Matrix addition

1. Addition of 2 matrices

Matrix addition is the operation of adding two matrices by adding the corresponding entries together. Given two matrices $A$ , $B$ that must have an equal number of rows and columns $(m \times n)$ .

$\begin{aligned} [\begin{array}{c} A \end{array}] + [\begin{array}{c} B \end{array}] & = [\begin{array}{c} a_{11} & a_{12} & \dots & a_{1 n} \\ a_{21} & a_{22} & \dots & a_{2 n} \\ ⋮ & ⋮ & ⋱ & ⋮ \\ a_{m 1} & a_{m 2} & \dots & a_{m n} \end{array}] + [\begin{array}{c} b_{11} & b_{12} & \dots & b_{1 n} \\ b_{21} & b_{22} & \dots & b_{2 n} \\ ⋮ & ⋮ & ⋱ & ⋮ \\ b_{m 1} & b_{m 2} & \dots & b_{m n} \end{array}] \\ = [\begin{array}{c} a_{11} + b_{11} & a_{12} + b_{12} & \dots & a_{1 n} + b_{1 n} \\ a_{21} + b_{21} & a_{22} + b_{22} & \dots & a_{2 n} + b_{2 n} \\ ⋮ & ⋮ & ⋱ & ⋮ \\ a_{m 1} + b_{m 1} & a_{m 2} + b_{m 2} & \dots & a_{m n} + b_{m n} \end{array}] \end{aligned}$

$A + B = C \Rightarrow c_{i j} = a_{i j} + b_{i j}$

For example

$[\begin{matrix} 1 & 2 \\ 3 & 4 \\ 5 & 6 \end{matrix}] + [\begin{matrix} 0 & 6 \\ 1 & 2 \\ 3 & 0 \end{matrix}] = [\begin{matrix} 1 & 8 \\ 4 & 6 \\ 8 & 6 \end{matrix}]$

2. Subtraction of 2 matrices

Similarly, we can also subtract one matrix from another, as long as they have the same dimensions.

$\begin{aligned} [\begin{array}{c} A \end{array}] - [\begin{array}{c} B \end{array}] & = [\begin{array}{c} a_{11} & a_{12} & \dots & a_{1 n} \\ a_{21} & a_{22} & \dots & a_{2 n} \\ ⋮ & ⋮ & ⋱ & ⋮ \\ a_{m 1} & a_{m 2} & \dots & a_{m n} \end{array}] - [\begin{array}{c} b_{11} & b_{12} & \dots & b_{1 n} \\ b_{21} & b_{22} & \dots & b_{2 n} \\ ⋮ & ⋮ & ⋱ & ⋮ \\ b_{m 1} & b_{m 2} & \dots & b_{m n} \end{array}] \\ = [\begin{array}{c} a_{11} - b_{11} & a_{12} - b_{12} & \dots & a_{1 n} - b_{1 n} \\ a_{21} - b_{21} & a_{22} - b_{22} & \dots & a_{2 n} - b_{2 n} \\ ⋮ & ⋮ & ⋱ & ⋮ \\ a_{m 1} - b_{m 1} & a_{m 2} - b_{m 2} & \dots & a_{m n} - b_{m n} \end{array}] \end{aligned}$

$A - B = C \Rightarrow c_{i j} = a_{i j} - b_{i j}$

For example

$[\begin{matrix} 1 & 2 \\ 3 & 4 \\ 5 & 6 \end{matrix}] - [\begin{matrix} 0 & 6 \\ 1 & 2 \\ 3 & 0 \end{matrix}] = [\begin{matrix} 1 & - 4 \\ 2 & 2 \\ 2 & 6 \end{matrix}]$

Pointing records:
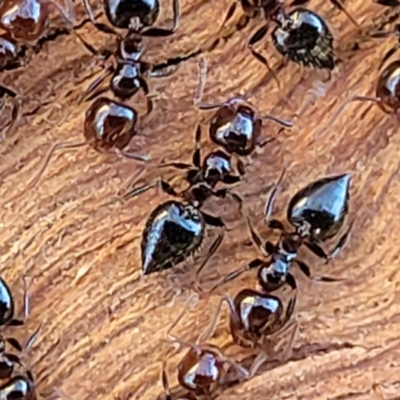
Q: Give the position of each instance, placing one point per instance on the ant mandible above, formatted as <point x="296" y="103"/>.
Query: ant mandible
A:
<point x="175" y="230"/>
<point x="315" y="217"/>
<point x="237" y="124"/>
<point x="301" y="35"/>
<point x="128" y="70"/>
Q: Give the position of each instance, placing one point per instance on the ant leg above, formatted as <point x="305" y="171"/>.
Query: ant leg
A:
<point x="196" y="158"/>
<point x="165" y="186"/>
<point x="257" y="239"/>
<point x="304" y="268"/>
<point x="202" y="65"/>
<point x="231" y="179"/>
<point x="209" y="331"/>
<point x="47" y="159"/>
<point x="93" y="90"/>
<point x="269" y="205"/>
<point x="14" y="343"/>
<point x="258" y="36"/>
<point x="101" y="27"/>
<point x="18" y="322"/>
<point x="221" y="193"/>
<point x="162" y="31"/>
<point x="257" y="363"/>
<point x="134" y="156"/>
<point x="283" y="122"/>
<point x="217" y="223"/>
<point x="68" y="14"/>
<point x="6" y="92"/>
<point x="235" y="274"/>
<point x="340" y="244"/>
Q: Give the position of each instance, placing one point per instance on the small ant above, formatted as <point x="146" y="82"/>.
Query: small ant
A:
<point x="175" y="230"/>
<point x="387" y="91"/>
<point x="128" y="70"/>
<point x="204" y="368"/>
<point x="109" y="126"/>
<point x="301" y="35"/>
<point x="317" y="212"/>
<point x="18" y="386"/>
<point x="24" y="23"/>
<point x="236" y="126"/>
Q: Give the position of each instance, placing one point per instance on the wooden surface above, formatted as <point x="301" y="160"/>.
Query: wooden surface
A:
<point x="102" y="324"/>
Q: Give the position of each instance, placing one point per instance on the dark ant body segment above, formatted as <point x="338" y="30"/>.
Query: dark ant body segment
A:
<point x="109" y="126"/>
<point x="133" y="15"/>
<point x="24" y="23"/>
<point x="175" y="230"/>
<point x="237" y="124"/>
<point x="18" y="385"/>
<point x="317" y="212"/>
<point x="256" y="319"/>
<point x="128" y="69"/>
<point x="204" y="368"/>
<point x="301" y="35"/>
<point x="304" y="38"/>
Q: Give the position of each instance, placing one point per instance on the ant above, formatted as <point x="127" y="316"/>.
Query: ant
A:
<point x="237" y="124"/>
<point x="301" y="35"/>
<point x="204" y="368"/>
<point x="109" y="126"/>
<point x="19" y="385"/>
<point x="24" y="23"/>
<point x="317" y="212"/>
<point x="128" y="70"/>
<point x="175" y="230"/>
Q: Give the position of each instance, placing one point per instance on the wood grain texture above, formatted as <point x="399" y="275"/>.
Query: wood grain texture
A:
<point x="102" y="323"/>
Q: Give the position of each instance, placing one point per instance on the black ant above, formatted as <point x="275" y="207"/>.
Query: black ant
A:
<point x="175" y="230"/>
<point x="317" y="212"/>
<point x="128" y="69"/>
<point x="19" y="385"/>
<point x="109" y="126"/>
<point x="237" y="124"/>
<point x="301" y="35"/>
<point x="204" y="369"/>
<point x="24" y="23"/>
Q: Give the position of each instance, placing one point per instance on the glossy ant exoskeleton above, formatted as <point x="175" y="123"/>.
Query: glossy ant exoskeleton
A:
<point x="256" y="320"/>
<point x="237" y="124"/>
<point x="109" y="127"/>
<point x="301" y="35"/>
<point x="19" y="385"/>
<point x="128" y="69"/>
<point x="204" y="369"/>
<point x="24" y="23"/>
<point x="175" y="230"/>
<point x="317" y="212"/>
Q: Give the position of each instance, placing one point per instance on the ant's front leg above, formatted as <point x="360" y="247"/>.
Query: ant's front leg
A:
<point x="6" y="93"/>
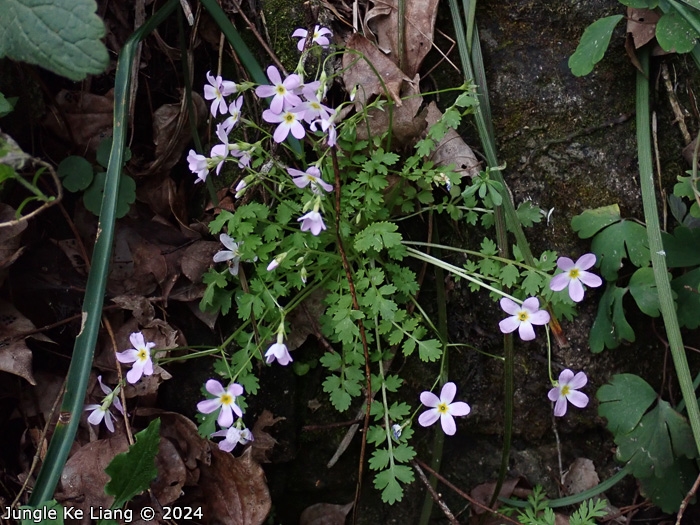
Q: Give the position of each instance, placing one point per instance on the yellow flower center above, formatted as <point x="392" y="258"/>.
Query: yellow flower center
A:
<point x="226" y="399"/>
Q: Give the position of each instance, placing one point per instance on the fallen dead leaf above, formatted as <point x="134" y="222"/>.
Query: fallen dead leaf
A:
<point x="15" y="355"/>
<point x="87" y="116"/>
<point x="231" y="490"/>
<point x="383" y="21"/>
<point x="325" y="514"/>
<point x="452" y="149"/>
<point x="84" y="478"/>
<point x="263" y="442"/>
<point x="359" y="73"/>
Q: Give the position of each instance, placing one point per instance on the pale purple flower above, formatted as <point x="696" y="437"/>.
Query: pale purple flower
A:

Stated problem 1
Answer these questions from the text on matrix addition:
(a) What must be true of two matrices for them to be added?
(b) How does the text describe the operation of matrix addition?
(c) In the subtraction example, which number is in the first row, second column of the result?
Stated problem 2
Rewrite the stretch of the text on matrix addition from "1. Addition of" through "columns $(m \times n)$ .", putting "matching" in place of "corresponding".

Result 1
(a) They must have an equal number of rows and columns.
(b) Two matrices are added by adding the corresponding entries together.
(c) -4

Result 2
1. Addition of 2 matrices

Matrix addition is the operation of adding two matrices by adding the matching entries together. Given two matrices $A$ , $B$ that must have an equal number of rows and columns $(m \times n)$ .